CONSEGNA
Disponi in un elenco numerato le righe che vanno dall'inizio dei record fino alla riga con "Please outline every", inclusa, omettendo le righe vuote.

[Righe di un dataset]
+===+
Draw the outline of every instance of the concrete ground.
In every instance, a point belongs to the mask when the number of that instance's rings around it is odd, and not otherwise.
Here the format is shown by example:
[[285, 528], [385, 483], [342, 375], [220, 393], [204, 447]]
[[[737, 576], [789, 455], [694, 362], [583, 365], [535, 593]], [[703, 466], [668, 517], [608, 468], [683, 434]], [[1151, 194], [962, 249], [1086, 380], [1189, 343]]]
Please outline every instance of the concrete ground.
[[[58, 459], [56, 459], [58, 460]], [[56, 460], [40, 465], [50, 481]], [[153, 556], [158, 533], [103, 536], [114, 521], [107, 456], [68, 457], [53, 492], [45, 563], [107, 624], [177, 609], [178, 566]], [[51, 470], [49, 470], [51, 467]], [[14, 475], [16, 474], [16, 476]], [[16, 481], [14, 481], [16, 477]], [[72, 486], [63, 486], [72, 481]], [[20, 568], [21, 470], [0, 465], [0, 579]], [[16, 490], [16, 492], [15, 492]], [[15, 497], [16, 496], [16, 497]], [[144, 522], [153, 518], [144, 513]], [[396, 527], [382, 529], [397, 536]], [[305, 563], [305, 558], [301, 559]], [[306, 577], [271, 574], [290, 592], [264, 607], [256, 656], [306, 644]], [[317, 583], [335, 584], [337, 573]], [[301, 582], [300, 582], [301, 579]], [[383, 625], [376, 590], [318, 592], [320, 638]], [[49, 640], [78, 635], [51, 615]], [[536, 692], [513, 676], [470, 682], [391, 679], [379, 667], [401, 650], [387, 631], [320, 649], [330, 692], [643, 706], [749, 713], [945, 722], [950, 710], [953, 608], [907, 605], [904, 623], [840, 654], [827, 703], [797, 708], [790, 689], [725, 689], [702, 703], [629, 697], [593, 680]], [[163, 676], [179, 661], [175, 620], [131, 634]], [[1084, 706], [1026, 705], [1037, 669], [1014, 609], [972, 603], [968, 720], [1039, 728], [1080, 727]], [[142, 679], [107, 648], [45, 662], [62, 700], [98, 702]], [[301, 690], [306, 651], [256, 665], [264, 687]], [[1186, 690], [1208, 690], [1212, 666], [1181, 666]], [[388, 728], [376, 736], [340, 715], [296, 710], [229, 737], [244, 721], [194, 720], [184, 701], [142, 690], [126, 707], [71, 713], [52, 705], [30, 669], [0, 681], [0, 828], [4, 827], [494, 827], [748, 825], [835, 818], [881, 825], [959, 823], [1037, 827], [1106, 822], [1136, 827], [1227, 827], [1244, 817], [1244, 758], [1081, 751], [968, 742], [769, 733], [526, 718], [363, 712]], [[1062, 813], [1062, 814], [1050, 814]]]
+===+
SOLUZIONE SCRITTA
1. Draw the outline of every instance of the concrete ground.
2. In every instance, a point belongs to the mask when the number of that instance's rings around it is odd, and not otherwise.
3. Here the format is shown by example:
4. [[285, 528], [385, 483], [342, 375], [220, 393], [204, 447]]
5. [[[737, 576], [789, 455], [694, 362], [583, 365], [535, 593]], [[703, 466], [668, 517], [608, 468], [683, 434]], [[1151, 194], [962, 249], [1086, 380], [1189, 343]]]
6. Please outline every instance of the concrete ground.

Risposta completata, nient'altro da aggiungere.